But, he was born in Petrovich, so there's certainly a sense in which it's technically correct to refer to him as "Russian," though "famous Brooklynite science fiction writer" would be my own preference.
50
Paula Helm Murray
04-22-2004
12:48 AM ET (US)
I may be wrong, but I THINK Asimov came to the US as a very young child and was raised as fiercely and proudly American. By his Russian parents. So calling him a Russian writer is like calling ... I don't know, y'all figure it out. He was an American Science Fiction Writer, plus a writer of many informative books about just about anything he could get his mind around. We have many of his reference books in our house. Then again, we have many books in our house. But it's big enough, I think.
49
Charlie StrossPerson was signed in when posted
04-21-2004
10:05 AM ET (US)

- [Apply what you read]
a: Repeat word for word the stretch of the Asimov forum thread from "But, he was" through "enough, I think.".
b: Write the next part of the Asimov forum thread, picking up after its last line.

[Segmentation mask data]
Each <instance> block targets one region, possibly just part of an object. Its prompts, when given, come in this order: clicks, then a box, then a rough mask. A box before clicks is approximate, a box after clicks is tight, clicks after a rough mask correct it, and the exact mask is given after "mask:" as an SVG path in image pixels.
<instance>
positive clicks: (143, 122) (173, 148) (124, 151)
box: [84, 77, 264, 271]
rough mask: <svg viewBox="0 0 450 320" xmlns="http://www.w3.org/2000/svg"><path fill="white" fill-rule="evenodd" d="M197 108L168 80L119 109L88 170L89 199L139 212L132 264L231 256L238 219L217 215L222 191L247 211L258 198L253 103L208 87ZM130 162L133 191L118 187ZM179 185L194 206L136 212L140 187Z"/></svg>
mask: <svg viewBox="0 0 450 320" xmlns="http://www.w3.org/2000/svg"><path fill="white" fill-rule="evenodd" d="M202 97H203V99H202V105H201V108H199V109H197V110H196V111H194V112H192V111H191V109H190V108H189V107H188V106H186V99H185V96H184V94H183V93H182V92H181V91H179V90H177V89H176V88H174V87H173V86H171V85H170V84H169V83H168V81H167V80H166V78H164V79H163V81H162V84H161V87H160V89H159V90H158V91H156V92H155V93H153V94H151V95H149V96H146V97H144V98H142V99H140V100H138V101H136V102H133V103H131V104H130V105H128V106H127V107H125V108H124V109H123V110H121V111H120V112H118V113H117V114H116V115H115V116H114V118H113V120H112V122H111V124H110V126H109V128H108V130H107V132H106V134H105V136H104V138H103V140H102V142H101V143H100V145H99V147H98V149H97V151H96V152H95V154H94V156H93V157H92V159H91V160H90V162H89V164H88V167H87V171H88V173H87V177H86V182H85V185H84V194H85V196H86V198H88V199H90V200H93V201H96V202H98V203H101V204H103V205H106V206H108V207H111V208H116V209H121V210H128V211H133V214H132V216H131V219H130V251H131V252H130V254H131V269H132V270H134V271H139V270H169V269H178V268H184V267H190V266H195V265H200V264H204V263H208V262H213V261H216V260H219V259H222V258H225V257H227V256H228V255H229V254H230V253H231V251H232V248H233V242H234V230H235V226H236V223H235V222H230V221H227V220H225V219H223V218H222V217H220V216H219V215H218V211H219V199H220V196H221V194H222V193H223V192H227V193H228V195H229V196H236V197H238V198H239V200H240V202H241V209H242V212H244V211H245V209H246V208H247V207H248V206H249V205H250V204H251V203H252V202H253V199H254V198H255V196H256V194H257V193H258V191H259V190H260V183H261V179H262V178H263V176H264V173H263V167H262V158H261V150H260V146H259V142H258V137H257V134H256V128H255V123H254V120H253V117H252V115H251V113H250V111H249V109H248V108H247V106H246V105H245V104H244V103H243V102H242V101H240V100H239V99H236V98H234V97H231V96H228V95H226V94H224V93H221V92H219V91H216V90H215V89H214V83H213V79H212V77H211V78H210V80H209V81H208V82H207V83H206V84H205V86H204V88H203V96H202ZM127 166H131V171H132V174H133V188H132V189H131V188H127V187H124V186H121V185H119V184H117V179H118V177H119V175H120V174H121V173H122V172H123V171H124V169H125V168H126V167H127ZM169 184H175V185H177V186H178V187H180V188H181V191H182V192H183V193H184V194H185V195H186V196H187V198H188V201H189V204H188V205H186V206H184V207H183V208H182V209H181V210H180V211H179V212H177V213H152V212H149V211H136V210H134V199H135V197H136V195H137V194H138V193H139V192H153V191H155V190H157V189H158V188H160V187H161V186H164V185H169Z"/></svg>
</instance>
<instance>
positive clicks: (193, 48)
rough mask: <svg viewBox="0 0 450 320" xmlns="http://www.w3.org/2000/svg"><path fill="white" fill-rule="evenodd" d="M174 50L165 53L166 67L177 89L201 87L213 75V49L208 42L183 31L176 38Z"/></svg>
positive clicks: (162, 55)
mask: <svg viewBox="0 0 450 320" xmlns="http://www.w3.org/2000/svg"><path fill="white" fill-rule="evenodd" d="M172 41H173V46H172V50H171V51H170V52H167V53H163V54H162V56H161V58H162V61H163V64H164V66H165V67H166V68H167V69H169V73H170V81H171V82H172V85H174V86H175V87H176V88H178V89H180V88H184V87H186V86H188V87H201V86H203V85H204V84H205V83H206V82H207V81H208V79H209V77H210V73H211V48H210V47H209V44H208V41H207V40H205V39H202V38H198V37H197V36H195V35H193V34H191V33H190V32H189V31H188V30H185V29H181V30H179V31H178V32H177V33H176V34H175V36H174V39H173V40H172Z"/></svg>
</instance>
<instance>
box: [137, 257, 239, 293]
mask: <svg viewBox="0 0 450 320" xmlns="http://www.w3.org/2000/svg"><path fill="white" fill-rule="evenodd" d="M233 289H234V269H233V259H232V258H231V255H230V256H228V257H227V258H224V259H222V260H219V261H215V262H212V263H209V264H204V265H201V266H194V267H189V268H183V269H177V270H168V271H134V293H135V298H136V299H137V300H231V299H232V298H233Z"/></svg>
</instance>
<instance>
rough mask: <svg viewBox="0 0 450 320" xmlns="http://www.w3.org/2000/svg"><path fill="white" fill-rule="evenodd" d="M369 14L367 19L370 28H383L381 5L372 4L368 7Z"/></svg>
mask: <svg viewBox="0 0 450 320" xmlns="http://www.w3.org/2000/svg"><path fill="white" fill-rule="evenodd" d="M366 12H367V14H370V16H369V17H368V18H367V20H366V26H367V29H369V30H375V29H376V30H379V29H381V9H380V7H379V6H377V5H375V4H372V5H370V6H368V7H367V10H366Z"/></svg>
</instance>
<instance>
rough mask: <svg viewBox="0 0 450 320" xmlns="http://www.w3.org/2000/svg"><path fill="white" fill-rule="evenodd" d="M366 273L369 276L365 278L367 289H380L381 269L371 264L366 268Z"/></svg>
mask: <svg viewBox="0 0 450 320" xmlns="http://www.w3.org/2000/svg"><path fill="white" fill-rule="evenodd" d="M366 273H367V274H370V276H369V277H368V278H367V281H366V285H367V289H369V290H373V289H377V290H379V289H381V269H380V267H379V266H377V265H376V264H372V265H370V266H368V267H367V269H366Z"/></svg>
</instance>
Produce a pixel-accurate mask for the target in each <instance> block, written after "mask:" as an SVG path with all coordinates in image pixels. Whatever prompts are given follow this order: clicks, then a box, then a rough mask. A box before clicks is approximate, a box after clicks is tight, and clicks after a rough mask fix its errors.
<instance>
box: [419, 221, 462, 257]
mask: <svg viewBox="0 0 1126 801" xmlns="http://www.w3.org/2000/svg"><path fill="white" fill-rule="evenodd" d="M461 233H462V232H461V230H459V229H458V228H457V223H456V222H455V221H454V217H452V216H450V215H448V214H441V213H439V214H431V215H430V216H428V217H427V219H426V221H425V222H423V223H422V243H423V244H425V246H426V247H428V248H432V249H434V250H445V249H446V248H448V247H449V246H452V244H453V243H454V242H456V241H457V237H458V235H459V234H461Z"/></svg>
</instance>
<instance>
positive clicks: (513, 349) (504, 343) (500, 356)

- [Solved tasks]
a:
But, he was born in Petrovich, so there's certainly a sense in which it's technically correct to refer to him as "Russian," though "famous Brooklynite science fiction writer" would be my own preference.
50
Paula Helm Murray
04-22-2004
12:48 AM ET (US)
I may be wrong, but I THINK Asimov came to the US as a very young child and was raised as fiercely and proudly American. By his Russian parents. So calling him a Russian writer is like calling ... I don't know, y'all figure it out. He was an American Science Fiction Writer, plus a writer of many informative books about just about anything he could get his mind around. We have many of his reference books in our house. Then again, we have many books in our house. But it's big enough, I think.

b:
Danny: you ask the publishers. In the case of Golden Gryphon, that'd be email to gryphon (at) goldengryphon.com. In the case of Ace, you'd email one of the editorial or marketing contacts there, and in the case of Tor, you'd try to ping Moshe Feder or David Hartwell or one of their marketing folks. I don't have enough copies for reviewers -- after the obligatory three or four for family members, any time I try to sell foreign rights I need at least one copy for the translator, if not two (one for translator and one for publisher).
48
Danny Yee
04-20-2004
10:13 PM ET (US)
I've been reading the blog long enough, time to try one of the books... But who do I ask for review copies?
47
Jozef Henderson
04-20-2004
07:22 PM ET (US)
I love the way that in the same article it says in one place that the award ceremony will be held in Glasgow and 2005 and in the five star Sheraton Hotel in Boston in September.

Anyway, at least they are reporting it, even if it does have a 'few' inaccuracies.
46
Fred Kiesche
04-20-2004
08:48 AM ET (US)
No, not Isaac Asimov, "Issac" Asimov, his little known brother who was left behind in Russia when the rest of the Asimov family emigrated.

Funny, having read several of Isaac Asimov's autobiographies, I never thought of him being particularly Russian, more American and especially "Brooklyn"!
45
The twat in the hat
04-20-2004
05:57 AM ET (US)
Dude, you forgot Terry Pratchett.
44
Jozef Henderson
04-18-2004
05:53 PM ET (US)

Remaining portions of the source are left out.